> _WHAT THE TASK REQUIRES_
Render the records as a JSON list of strings, one string per line, from the first line of the records through the line containing "[[204, 115]]", both ends included, with blank lines and pictures left out.

-- start of DATA FOR PROCESSING --

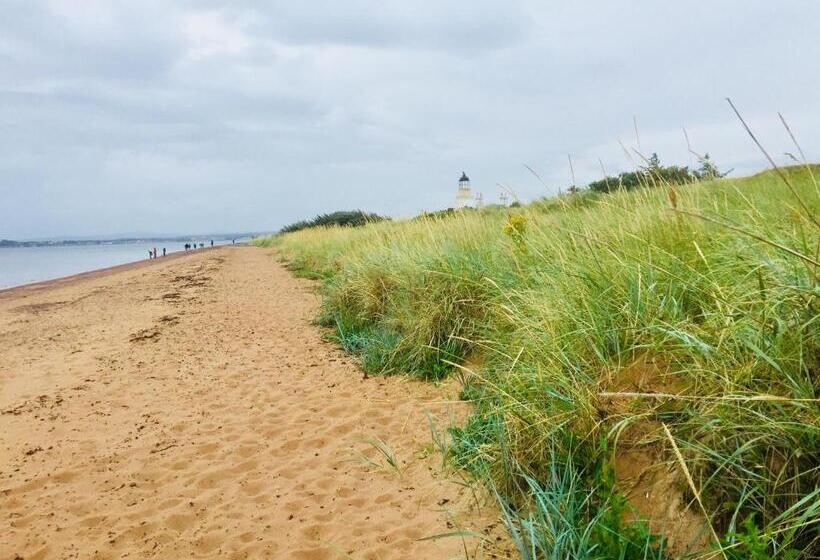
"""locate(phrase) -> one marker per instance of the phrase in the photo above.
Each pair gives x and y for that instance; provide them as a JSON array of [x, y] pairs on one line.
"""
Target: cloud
[[204, 115]]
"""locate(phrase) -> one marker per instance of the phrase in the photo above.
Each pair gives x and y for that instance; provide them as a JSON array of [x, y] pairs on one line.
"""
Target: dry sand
[[188, 408]]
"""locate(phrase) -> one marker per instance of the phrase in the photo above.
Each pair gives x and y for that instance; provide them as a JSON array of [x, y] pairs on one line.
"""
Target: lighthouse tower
[[464, 196]]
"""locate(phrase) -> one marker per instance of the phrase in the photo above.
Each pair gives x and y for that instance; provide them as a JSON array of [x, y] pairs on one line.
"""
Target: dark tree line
[[654, 174], [345, 218]]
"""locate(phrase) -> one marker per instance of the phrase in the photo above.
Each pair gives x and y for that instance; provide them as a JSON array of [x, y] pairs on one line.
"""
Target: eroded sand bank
[[190, 409]]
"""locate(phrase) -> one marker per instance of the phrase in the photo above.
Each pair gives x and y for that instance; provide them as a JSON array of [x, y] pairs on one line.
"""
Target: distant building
[[464, 196]]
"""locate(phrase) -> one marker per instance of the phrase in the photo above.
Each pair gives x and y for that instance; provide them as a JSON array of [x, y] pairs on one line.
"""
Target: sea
[[24, 265]]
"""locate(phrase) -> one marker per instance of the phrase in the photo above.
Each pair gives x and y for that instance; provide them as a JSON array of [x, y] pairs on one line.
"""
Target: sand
[[189, 408]]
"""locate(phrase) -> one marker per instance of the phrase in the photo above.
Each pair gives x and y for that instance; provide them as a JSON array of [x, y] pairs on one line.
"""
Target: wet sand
[[187, 407]]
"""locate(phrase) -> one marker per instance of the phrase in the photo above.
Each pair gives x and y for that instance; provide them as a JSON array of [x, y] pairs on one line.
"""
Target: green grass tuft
[[598, 317]]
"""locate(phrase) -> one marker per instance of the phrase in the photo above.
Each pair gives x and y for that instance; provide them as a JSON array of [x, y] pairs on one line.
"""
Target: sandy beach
[[188, 407]]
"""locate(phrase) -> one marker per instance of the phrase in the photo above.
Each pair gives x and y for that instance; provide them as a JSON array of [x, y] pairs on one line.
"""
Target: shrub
[[345, 218]]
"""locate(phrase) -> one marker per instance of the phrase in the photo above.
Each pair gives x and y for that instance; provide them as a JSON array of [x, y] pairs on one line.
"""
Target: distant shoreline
[[10, 243], [34, 287]]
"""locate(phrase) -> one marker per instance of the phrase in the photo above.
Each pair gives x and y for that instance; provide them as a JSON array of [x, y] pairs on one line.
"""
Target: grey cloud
[[206, 115]]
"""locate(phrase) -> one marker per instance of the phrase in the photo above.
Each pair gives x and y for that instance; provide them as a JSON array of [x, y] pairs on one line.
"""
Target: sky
[[183, 116]]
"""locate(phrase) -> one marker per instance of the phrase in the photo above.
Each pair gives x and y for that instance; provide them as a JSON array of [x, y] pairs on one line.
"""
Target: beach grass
[[629, 355]]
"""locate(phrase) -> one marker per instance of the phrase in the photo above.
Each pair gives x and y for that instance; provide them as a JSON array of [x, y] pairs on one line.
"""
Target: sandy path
[[189, 409]]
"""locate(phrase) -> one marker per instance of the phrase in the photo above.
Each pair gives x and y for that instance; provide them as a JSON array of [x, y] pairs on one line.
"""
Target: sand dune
[[190, 409]]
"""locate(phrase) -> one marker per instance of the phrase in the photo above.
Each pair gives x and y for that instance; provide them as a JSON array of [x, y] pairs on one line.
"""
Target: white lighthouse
[[464, 196]]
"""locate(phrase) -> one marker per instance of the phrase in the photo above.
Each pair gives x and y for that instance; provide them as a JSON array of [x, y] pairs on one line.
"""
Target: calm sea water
[[24, 265]]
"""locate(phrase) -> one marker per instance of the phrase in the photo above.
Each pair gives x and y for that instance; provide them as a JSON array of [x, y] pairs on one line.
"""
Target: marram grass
[[708, 291]]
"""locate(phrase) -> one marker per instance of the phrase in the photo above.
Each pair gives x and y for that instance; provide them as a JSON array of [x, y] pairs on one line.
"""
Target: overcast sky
[[205, 116]]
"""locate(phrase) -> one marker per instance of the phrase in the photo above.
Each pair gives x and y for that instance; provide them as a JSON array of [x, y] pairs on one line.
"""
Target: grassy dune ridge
[[628, 358]]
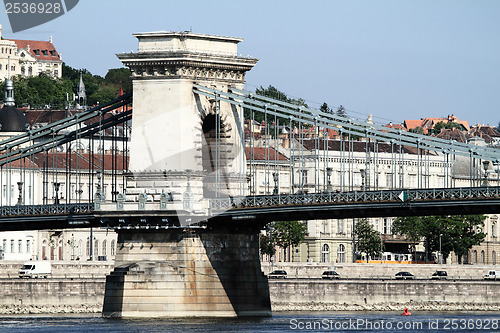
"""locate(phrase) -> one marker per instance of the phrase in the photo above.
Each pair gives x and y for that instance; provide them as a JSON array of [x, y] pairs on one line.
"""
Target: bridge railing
[[402, 195], [46, 209]]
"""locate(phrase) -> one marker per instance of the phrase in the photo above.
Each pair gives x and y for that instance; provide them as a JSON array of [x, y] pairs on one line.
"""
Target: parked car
[[277, 274], [35, 269], [405, 276], [492, 275], [439, 275], [330, 275]]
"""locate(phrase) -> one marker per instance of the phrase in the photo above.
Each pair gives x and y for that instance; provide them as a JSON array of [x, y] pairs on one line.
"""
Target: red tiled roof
[[452, 134], [395, 126], [41, 46], [411, 124], [263, 154], [81, 161]]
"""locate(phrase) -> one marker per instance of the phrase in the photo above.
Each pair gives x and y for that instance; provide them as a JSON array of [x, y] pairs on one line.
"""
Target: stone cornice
[[193, 66]]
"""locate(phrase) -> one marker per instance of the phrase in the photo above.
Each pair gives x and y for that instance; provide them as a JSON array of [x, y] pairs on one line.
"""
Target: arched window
[[60, 250], [325, 253], [96, 249], [44, 250], [341, 253]]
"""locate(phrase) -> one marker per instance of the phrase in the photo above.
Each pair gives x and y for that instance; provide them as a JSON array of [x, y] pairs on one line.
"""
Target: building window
[[340, 226], [341, 253], [386, 226], [325, 253], [104, 245], [96, 249]]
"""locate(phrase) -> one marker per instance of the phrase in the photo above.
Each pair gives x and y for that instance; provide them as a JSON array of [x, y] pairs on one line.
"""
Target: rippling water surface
[[280, 322]]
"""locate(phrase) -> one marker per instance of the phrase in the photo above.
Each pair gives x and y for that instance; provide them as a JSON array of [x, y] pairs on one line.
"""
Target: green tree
[[325, 108], [341, 111], [452, 233], [289, 234], [267, 245], [368, 239]]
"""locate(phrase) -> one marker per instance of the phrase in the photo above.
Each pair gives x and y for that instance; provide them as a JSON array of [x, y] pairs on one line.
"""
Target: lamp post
[[363, 175], [485, 166], [329, 187], [56, 189], [440, 252], [20, 200], [275, 178]]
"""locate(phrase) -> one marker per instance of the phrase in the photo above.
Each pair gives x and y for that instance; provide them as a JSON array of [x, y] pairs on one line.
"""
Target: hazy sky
[[395, 59]]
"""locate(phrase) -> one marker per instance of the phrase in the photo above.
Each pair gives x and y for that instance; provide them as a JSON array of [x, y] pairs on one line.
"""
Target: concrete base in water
[[163, 273]]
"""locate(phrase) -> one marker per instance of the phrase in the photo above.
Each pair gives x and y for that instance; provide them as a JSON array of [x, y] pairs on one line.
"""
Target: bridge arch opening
[[216, 153]]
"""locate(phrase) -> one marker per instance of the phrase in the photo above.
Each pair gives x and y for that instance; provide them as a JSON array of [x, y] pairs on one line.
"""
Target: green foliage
[[282, 234], [274, 93], [325, 108], [458, 233], [45, 91], [267, 245], [341, 111], [289, 233], [368, 239], [41, 91]]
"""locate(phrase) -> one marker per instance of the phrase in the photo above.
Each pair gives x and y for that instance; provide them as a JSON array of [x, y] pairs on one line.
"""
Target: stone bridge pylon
[[191, 147], [182, 143]]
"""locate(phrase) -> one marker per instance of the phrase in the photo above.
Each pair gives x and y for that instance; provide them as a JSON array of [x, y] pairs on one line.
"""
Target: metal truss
[[346, 125], [218, 205], [36, 210]]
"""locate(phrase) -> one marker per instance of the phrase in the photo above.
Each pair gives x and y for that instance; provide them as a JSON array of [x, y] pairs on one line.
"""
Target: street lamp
[[440, 252], [56, 189], [363, 175], [275, 178], [485, 166], [20, 200], [329, 187]]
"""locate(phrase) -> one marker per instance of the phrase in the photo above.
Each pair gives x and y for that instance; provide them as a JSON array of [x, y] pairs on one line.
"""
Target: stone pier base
[[175, 273]]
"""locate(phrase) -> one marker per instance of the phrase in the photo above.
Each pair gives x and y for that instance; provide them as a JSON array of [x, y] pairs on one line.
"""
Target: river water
[[279, 322]]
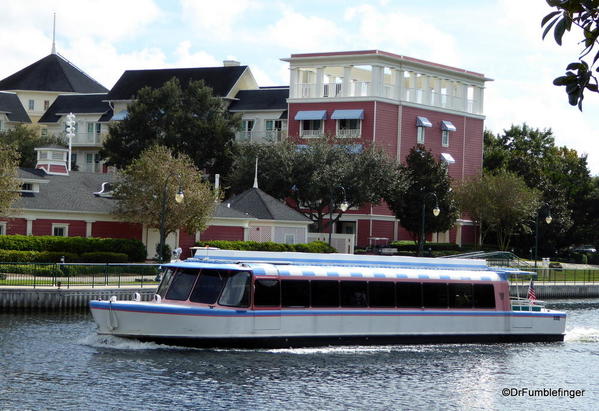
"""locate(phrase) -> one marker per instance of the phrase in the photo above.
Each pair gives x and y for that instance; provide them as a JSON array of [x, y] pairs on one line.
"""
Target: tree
[[315, 176], [559, 173], [583, 14], [500, 203], [24, 140], [146, 191], [9, 184], [189, 120], [426, 176]]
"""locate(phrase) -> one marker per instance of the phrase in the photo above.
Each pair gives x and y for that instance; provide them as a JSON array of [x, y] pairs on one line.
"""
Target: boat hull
[[216, 327]]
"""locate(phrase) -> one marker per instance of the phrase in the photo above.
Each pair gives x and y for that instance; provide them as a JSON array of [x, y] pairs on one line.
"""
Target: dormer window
[[446, 127], [422, 123]]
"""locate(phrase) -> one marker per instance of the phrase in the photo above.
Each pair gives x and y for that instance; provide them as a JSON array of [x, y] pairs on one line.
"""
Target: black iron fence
[[67, 275]]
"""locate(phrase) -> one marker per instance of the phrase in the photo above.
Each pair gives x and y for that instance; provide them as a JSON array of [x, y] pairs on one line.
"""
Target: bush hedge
[[313, 247], [134, 249]]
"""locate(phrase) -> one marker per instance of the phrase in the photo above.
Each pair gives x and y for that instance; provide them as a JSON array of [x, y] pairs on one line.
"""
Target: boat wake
[[582, 334], [117, 343]]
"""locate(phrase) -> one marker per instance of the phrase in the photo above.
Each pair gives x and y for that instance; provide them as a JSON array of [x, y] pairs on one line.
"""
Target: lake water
[[55, 361]]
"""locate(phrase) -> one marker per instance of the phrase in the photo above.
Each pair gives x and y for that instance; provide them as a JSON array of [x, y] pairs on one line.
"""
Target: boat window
[[434, 295], [484, 296], [409, 294], [267, 293], [167, 278], [208, 286], [181, 285], [460, 296], [325, 293], [295, 293], [237, 290], [354, 294], [381, 294]]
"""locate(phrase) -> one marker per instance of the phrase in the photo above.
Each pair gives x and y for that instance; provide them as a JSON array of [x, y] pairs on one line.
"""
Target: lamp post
[[548, 220], [179, 197], [436, 212], [343, 207]]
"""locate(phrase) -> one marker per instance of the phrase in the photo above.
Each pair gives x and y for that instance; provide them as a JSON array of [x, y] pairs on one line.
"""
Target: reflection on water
[[54, 361]]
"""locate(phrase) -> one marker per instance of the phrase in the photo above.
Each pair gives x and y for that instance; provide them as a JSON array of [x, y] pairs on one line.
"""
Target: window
[[460, 296], [237, 290], [382, 294], [354, 294], [60, 230], [208, 287], [325, 293], [420, 135], [445, 138], [409, 294], [180, 286], [434, 295], [311, 128], [267, 293], [484, 296], [295, 293], [349, 128]]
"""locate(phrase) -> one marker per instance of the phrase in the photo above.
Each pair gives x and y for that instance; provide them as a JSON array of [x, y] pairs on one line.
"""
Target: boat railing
[[525, 304]]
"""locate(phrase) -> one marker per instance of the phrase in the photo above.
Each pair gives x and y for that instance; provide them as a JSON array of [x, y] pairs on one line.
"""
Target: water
[[55, 361]]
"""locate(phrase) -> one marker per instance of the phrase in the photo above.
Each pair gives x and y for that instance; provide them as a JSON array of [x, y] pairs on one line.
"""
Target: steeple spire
[[54, 35]]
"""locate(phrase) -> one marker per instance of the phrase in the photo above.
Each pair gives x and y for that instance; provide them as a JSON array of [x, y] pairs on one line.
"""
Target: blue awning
[[447, 125], [423, 122], [121, 115], [348, 115], [311, 115], [448, 158]]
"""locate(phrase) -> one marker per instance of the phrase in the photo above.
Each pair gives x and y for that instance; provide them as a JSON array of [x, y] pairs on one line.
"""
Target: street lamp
[[436, 212], [548, 220], [343, 207], [179, 197]]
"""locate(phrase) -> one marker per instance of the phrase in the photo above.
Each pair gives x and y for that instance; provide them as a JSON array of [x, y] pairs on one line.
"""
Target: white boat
[[223, 298]]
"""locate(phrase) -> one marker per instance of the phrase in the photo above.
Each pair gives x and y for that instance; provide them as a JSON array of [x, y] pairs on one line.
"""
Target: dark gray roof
[[11, 105], [52, 73], [76, 104], [263, 206], [261, 99], [220, 79], [74, 192]]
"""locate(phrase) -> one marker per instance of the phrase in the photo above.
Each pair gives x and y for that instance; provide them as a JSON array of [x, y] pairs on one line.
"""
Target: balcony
[[269, 136], [349, 133], [85, 139]]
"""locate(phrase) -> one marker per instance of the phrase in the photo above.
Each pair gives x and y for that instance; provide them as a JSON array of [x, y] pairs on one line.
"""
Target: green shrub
[[313, 247], [134, 249], [103, 257]]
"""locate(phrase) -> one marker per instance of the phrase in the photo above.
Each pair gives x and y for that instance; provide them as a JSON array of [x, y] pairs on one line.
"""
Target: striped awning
[[447, 126], [311, 115], [348, 115], [423, 122]]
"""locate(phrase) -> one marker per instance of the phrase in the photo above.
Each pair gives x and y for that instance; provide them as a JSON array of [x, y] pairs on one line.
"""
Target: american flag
[[531, 291]]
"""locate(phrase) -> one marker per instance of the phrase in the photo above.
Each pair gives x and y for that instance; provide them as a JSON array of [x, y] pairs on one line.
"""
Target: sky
[[500, 38]]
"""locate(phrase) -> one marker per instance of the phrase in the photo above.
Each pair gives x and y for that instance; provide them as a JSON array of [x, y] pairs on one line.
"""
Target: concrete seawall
[[550, 291], [53, 299]]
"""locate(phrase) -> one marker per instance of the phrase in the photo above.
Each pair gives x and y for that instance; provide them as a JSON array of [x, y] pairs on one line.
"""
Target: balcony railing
[[364, 89], [349, 133], [86, 139], [269, 136]]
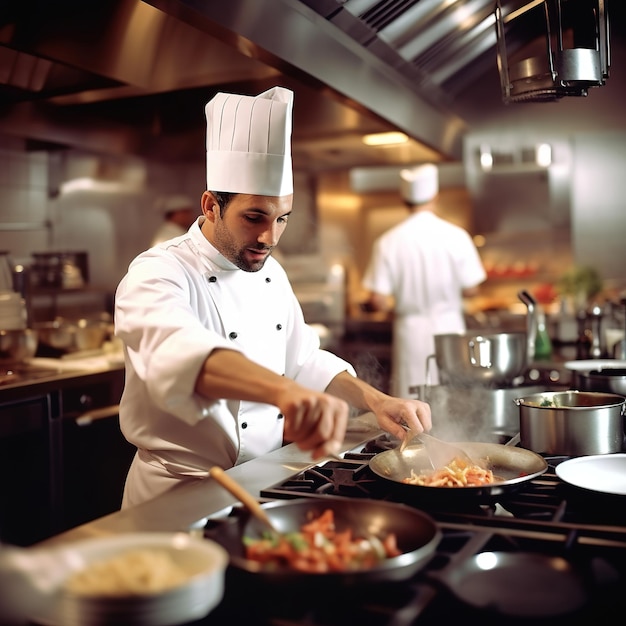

-- end of DATA FOR PROCESSING --

> _WORKED SOLUTION_
[
  "\"\"\"locate(phrase) -> one marker per instance of the phrase in the photo above.",
  "Each pair gives x and y for that instance; provide them as a JSON array of [x, y] pairs on one line.",
  "\"\"\"",
  "Target: cloud",
  "[[204, 115]]"
]